## Provided passage
* * *

# Task 1: Data exploration

In [None]:
import matplotlib.pyplot as plt
import pandas as pd
import numpy as np
from pylab import rcParams
import statsmodels.api as sm
from fbprophet import Prophet
pd.plotting.register_matplotlib_converters()
from statsmodels.graphics.tsaplots import plot_acf, plot_pacf
from statsmodels.tsa.arima_model import ARIMA
from statsmodels.tsa.statespace.sarimax import SARIMAX
from statsmodels.tsa.holtwinters import ExponentialSmoothing
from pmdarima.arima import auto_arima

## Reading the data

**Task**: Read the csv file *RetailNZ.csv*.
Open the dataset by reading the csv file in a Pandas dataframe

In [None]:
retail_df = pd.read_csv('RetailNZ.csv', sep = ',')
retail_df

## Processing data with Pandas

**Tasks**:
* Convert the *Date* column to date format. 
* Sort by date
* Set the date as index

In [None]:
retail_df["Time"] = pd.to_datetime(retail_df["Time"], format = '%Y-%m')  # converting date
retail_df = retail_df.sort_values(by = 'Time')  # sorting
retail_df = retail_df.set_index('Time')  # indexing

**Task**: We're going to start by only looking at the Clothing data.

you can also try to use other time series
* 'Footwear'
* 'Chemist'

In [None]:
data_key = 'Clothing'
#data_key = 'Chemist'
#data_key = 'Footwear'
df = retail_df[[data_key]]

### Data visualization

**Tasks**: plot the data using a line chart

What is the general trend noticed and what are the visible patterns?

In [None]:
plt.rcParams['figure.figsize'] = [15, 7.5]
df.plot.line()

Let's zoom a bit, for the most recent years. Can you see some visible patterns?

* * *

Object location annotation data:
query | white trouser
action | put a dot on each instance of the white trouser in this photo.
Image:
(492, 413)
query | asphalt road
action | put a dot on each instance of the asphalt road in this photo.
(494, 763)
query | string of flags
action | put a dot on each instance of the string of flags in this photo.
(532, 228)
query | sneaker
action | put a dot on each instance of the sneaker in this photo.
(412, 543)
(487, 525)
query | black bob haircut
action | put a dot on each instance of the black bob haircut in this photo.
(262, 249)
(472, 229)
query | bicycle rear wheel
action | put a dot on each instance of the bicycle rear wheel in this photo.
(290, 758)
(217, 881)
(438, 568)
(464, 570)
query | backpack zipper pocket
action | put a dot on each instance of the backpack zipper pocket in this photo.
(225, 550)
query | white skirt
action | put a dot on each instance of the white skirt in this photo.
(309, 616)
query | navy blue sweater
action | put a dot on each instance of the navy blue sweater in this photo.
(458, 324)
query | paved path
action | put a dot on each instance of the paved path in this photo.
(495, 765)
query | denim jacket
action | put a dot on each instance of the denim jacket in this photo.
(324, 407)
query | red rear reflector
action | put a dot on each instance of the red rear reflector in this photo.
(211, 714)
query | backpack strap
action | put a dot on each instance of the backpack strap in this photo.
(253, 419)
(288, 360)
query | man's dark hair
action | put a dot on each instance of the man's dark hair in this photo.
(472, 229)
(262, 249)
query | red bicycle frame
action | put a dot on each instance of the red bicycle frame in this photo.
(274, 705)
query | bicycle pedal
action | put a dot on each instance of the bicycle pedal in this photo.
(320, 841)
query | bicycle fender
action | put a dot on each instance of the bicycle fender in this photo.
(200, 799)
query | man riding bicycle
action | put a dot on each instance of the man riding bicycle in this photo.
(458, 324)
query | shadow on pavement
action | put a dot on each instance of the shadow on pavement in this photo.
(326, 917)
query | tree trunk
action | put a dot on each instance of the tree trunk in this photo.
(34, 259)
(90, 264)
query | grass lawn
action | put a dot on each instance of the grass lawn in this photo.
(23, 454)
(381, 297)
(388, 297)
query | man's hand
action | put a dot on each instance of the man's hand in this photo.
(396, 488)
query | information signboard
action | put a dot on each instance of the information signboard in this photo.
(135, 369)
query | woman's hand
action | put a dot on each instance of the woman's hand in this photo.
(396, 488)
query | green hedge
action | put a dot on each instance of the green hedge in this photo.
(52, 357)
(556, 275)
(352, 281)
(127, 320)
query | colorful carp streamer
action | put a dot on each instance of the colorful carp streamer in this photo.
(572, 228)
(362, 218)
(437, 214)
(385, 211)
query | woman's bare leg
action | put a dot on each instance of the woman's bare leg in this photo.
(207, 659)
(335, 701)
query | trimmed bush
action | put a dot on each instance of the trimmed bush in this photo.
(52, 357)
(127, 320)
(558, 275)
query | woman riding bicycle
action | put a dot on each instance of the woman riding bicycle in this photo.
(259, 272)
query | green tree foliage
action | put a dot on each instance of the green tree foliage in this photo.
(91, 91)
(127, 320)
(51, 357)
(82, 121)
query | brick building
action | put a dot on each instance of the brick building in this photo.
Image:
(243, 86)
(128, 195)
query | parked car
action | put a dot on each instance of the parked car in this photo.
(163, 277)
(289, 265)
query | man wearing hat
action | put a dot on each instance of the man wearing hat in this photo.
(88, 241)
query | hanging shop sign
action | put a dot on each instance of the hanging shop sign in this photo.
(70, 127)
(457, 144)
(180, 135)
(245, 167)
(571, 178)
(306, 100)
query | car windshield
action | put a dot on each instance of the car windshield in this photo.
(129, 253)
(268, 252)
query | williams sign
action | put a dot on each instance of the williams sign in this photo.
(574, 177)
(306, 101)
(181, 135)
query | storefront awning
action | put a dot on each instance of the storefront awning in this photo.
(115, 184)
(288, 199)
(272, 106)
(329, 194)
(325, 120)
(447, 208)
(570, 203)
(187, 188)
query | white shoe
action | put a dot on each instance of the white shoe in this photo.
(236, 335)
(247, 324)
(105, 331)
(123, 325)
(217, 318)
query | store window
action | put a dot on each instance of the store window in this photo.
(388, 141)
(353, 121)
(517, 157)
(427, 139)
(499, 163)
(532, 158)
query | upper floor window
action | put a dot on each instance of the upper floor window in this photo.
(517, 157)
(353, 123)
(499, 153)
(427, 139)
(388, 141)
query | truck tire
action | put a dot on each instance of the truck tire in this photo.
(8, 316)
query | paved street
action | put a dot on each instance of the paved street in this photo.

* * *

## Required task 1
Answer these questions from the notebook:
(a) Which csv file is read into the dataframe?
(b) What figure size is set before the data is plotted?
(c) Besides Clothing, which two series are suggested for trying?
## Required task 2
Say whether each statement agrees with the notebook, and quote the words that decide it:
(a) Prophet is imported from fbprophet.
(b) The data is to be plotted as a bar chart.
(c) The data is sorted by date before the date is set as the index.
The rows play no part in what follows.

## Solution 1
(a) RetailNZ.csv
(b) [15, 7.5]
(c) Footwear and Chemist

## Solution 2
(a) Yes: "from fbprophet import Prophet"
(b) No: "plot the data using a line chart"
(c) Yes: "Sort by date" comes before "Set the date as index"